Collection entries
+ + + + + + +

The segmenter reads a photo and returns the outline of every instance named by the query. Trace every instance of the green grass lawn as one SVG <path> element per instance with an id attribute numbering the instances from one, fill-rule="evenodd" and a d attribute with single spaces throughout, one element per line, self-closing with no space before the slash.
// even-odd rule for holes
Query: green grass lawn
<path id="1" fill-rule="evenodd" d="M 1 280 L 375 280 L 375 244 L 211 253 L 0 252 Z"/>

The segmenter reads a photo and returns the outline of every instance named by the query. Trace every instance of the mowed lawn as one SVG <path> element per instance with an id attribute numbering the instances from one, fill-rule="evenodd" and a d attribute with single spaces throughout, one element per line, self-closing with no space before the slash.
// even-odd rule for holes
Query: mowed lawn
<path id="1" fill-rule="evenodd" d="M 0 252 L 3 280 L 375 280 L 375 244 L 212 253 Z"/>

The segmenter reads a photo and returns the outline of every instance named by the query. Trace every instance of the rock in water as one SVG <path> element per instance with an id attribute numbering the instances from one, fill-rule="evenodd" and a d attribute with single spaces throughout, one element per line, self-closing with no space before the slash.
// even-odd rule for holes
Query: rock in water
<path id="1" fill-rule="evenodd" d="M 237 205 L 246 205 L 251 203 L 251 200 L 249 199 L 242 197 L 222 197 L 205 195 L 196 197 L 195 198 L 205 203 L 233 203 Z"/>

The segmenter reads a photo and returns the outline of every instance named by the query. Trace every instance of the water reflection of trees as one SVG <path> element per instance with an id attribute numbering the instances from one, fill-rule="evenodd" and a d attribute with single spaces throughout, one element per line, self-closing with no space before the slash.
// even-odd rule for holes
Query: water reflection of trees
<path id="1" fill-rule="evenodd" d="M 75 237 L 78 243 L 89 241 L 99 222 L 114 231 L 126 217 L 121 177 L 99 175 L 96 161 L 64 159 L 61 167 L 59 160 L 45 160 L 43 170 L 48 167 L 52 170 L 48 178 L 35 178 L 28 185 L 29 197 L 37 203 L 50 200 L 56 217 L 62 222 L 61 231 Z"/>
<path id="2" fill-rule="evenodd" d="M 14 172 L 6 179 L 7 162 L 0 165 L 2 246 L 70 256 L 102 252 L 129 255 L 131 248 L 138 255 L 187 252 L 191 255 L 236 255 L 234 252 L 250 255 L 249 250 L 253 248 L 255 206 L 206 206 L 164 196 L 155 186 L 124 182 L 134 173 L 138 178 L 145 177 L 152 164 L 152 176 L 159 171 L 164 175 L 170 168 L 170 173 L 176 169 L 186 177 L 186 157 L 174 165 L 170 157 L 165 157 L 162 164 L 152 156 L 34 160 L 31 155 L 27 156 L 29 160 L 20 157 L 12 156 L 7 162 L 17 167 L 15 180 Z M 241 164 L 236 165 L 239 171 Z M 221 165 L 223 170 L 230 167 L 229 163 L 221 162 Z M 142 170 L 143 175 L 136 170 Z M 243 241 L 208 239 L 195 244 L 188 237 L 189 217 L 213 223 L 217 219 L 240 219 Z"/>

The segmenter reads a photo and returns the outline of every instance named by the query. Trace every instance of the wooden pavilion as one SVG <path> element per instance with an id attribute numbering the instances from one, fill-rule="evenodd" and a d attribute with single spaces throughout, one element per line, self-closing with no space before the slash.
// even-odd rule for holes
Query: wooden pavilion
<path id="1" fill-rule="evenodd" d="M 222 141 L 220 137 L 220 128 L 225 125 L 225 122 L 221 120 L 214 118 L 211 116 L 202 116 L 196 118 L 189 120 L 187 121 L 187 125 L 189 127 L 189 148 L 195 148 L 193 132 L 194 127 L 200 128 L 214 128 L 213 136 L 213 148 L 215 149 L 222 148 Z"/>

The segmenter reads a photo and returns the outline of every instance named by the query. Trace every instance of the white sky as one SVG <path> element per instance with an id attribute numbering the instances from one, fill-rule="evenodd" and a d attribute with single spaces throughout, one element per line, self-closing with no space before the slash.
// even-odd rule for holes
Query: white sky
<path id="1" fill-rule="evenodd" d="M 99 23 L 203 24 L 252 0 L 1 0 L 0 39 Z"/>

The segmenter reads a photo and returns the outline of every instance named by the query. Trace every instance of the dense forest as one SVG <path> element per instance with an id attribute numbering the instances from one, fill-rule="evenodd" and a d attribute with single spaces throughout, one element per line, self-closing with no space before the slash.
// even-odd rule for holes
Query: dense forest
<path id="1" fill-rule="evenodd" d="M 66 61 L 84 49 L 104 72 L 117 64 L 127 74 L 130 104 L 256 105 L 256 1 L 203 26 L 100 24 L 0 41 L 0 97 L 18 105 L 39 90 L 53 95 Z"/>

+ + + + + + +

Write the lines out exactly, from the one with "of the dense" down to the last line of the listing, and leave out all others.

The segmenter reads a photo and returns the outline of every instance named by the query. Trace every instance of the dense forest as one SVG <path> element per instance with an id attribute numbering the instances from one, fill-rule="evenodd" and a d attribute with single spaces throughout, one element per line, self-closing with no space before the slash.
// even-odd rule for holes
Query: dense forest
<path id="1" fill-rule="evenodd" d="M 66 61 L 84 49 L 104 72 L 117 64 L 127 74 L 130 104 L 256 105 L 256 1 L 203 26 L 100 24 L 0 41 L 0 97 L 18 105 L 39 90 L 53 95 Z"/>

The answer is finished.